---------- Rows

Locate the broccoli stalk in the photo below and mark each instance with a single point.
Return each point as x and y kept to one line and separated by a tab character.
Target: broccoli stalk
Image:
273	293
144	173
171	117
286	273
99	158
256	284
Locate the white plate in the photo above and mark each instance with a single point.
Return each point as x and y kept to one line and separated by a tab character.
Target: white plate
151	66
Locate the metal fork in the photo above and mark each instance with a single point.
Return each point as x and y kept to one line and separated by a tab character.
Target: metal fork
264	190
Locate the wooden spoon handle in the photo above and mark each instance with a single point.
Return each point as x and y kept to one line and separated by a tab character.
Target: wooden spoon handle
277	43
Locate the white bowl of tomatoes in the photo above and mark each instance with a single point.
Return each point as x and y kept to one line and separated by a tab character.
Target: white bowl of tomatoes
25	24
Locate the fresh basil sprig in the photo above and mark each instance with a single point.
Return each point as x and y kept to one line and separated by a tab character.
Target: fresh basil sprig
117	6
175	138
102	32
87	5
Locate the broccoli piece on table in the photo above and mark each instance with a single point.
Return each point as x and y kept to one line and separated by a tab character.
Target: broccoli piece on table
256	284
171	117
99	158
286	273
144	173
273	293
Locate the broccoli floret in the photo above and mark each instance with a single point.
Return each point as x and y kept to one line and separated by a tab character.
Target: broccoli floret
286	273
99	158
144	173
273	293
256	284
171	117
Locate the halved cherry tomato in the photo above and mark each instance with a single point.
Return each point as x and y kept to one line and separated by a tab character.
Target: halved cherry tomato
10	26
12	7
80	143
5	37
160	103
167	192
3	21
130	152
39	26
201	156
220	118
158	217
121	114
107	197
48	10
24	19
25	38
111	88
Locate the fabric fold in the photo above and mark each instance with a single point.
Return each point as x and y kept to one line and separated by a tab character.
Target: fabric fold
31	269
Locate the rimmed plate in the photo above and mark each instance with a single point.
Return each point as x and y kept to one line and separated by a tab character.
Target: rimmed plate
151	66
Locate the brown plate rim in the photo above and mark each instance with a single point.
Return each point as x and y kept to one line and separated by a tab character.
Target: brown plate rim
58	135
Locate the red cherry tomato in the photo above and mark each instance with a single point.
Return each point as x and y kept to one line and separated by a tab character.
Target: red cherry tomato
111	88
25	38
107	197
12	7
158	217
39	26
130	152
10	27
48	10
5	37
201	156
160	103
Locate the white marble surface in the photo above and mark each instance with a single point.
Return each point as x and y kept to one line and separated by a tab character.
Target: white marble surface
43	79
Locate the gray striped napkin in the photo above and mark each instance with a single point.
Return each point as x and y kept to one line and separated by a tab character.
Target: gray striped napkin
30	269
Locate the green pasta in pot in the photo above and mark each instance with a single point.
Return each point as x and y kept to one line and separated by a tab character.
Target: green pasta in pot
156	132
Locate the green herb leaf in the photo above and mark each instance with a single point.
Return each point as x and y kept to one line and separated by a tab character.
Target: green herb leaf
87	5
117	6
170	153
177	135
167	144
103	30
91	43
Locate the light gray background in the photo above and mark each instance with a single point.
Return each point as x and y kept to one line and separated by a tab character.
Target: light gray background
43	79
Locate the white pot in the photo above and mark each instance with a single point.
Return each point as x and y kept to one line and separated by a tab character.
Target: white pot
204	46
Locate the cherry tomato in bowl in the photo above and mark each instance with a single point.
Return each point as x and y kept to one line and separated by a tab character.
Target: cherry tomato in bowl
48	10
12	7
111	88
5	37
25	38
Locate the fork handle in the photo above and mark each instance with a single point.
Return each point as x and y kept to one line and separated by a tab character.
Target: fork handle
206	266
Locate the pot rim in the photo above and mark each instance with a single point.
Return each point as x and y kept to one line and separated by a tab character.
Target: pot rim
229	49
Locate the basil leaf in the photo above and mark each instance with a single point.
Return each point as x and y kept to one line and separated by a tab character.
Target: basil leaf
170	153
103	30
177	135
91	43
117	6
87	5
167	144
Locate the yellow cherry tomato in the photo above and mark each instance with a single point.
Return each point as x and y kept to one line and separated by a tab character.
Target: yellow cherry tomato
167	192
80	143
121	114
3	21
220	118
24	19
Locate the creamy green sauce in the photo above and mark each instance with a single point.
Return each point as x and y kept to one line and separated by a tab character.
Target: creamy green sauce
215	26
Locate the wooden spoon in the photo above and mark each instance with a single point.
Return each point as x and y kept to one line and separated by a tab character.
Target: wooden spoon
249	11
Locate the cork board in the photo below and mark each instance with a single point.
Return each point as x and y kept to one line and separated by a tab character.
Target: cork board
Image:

--------------------

▶ Given problem
Your task is to reproduce the whole listing exactly.

▶ Solution to this exercise
Locate the broccoli stalk in the photo below and mark each instance with a single point.
Return each point as x and y kept to one line and separated by a tab character.
Target: broccoli stalk
Image:
273	293
144	173
171	117
286	273
99	158
256	284
Locate the white plate in the photo above and mark each instance with a single point.
Return each point as x and y kept to one line and separated by a tab character.
Target: white plate
151	66
Locate the metal fork in the photo above and mark each instance with a single point.
Return each point as x and y kept to one line and separated by a tab character.
Target: metal fork
264	190
Locate the wooden spoon handle in the photo above and mark each instance with a single point.
Return each point as x and y kept to one line and separated by a tab character.
Target: wooden spoon handle
277	43
Locate the white bowl of tomatoes in the photo above and mark each instance with a single point.
Return each point as x and y kept to one line and separated by a tab character.
Target: white bowl of tomatoes
25	24
Locate the fresh basil sprig in the photo above and mark each instance with a single point.
Return each point as x and y kept to one line and separated by a tab character.
Target: fresh basil sprig
117	6
175	138
102	32
87	5
Locate the broccoli piece on table in the photo above and mark each instance with a single point.
Return each point as x and y kept to one line and separated by a tab character.
Target: broccoli piece on table
256	284
171	117
99	158
286	273
144	173
273	293
Locate the broccoli floret in the photo above and mark each instance with a single point.
Return each point as x and y kept to one line and separated by a tab character.
Target: broccoli floret
286	273
99	158
144	173
273	293
256	284
171	117
Locate the halved cherry tomato in the photo above and mark each instance with a single point.
Return each point as x and y kept to one line and separated by a tab character.
Target: halved cherry tomato
10	26
12	7
80	143
5	37
160	103
167	192
3	21
130	152
39	26
201	156
220	118
158	217
121	114
107	197
48	10
24	19
25	38
111	88
Locate the fabric fold in the photo above and mark each instance with a single point.
Return each point as x and y kept to one line and separated by a tab character.
Target: fabric fold
31	269
Locate the rimmed plate in the photo above and mark each instance with a single point.
Return each point as x and y kept to one line and separated by a tab character.
Target: rimmed plate
151	66
Locate the brown plate rim in the photo above and mark each instance with a single point.
Return each point as x and y kept to one line and separated by a tab character.
Target: brown plate rim
58	135
Locate the red cherry tomato in the photo above and mark each instance with a single point.
Return each point as x and y kept to one line and separated by a tab character.
Target: red cherry tomato
111	88
25	38
107	197
12	7
158	217
39	26
130	152
10	27
48	10
5	37
201	156
160	103
Locate the white marble surface in the photo above and mark each instance with a single point.
Return each point as x and y kept to one line and separated by a tab character.
Target: white marble surface
43	79
Locate the gray striped napkin in the photo above and mark each instance with a single point.
Return each point as x and y kept to one line and separated by a tab character.
Target: gray striped napkin
30	269
Locate the green pasta in pot in the photo above and mark each instance with a single point.
Return each point as x and y kept to one line and separated by a tab character.
Target: green pasta in pot
156	132
Locate the green herb leaf in the photo above and mark each instance with a single point.
Return each point as x and y kept to one line and separated by a tab character.
Target: green herb leaf
87	5
117	6
170	153
177	135
167	144
103	30
91	43
Locate the light gray background in the photo above and mark each instance with a single point.
Return each point as x and y kept to one line and separated by a tab character.
Target: light gray background
43	79
Locate the white pot in the photo above and mark each instance with a single point.
Return each point as x and y kept to one line and separated by a tab character.
Target: white pot
204	46
Locate the cherry tomato in bowl in the photo above and mark each instance with a single point.
Return each point as x and y kept to one line and separated by a tab character.
Target: cherry tomato in bowl
48	10
12	7
111	88
5	37
25	38
Locate the fork handle in the photo above and mark each instance with a single point.
Return each point as x and y kept to one line and separated by a tab character.
Target: fork handle
206	266
Locate the pot rim in the photo above and mark each instance with a single point.
Return each point as x and y kept to one line and separated by a tab character.
Target: pot rim
229	49
Locate the basil leaf in the photo above and mark each instance with a single point.
Return each point as x and y kept to one line and separated by a tab character.
Target: basil leaf
170	153
103	30
177	135
91	43
117	6
87	5
167	144
Locate the yellow cherry tomato in the photo above and mark each instance with a single point.
Return each point as x and y kept to one line and separated by a tab character.
Target: yellow cherry tomato
167	192
80	143
121	114
3	21
220	118
24	19
Locate the creamy green sauce in the photo above and mark each instance with a single point.
Return each point as x and y kept to one line and separated by a tab character.
Target: creamy green sauce
215	26
Locate the wooden spoon in the photo above and mark each instance with a single point.
Return each point as x and y kept to one line and separated by a tab character.
Target: wooden spoon
249	11
Locate the cork board in the photo below and mark each instance with a single point.
Return each point as x and y kept to one line and separated by a tab character.
Target: cork board
Image:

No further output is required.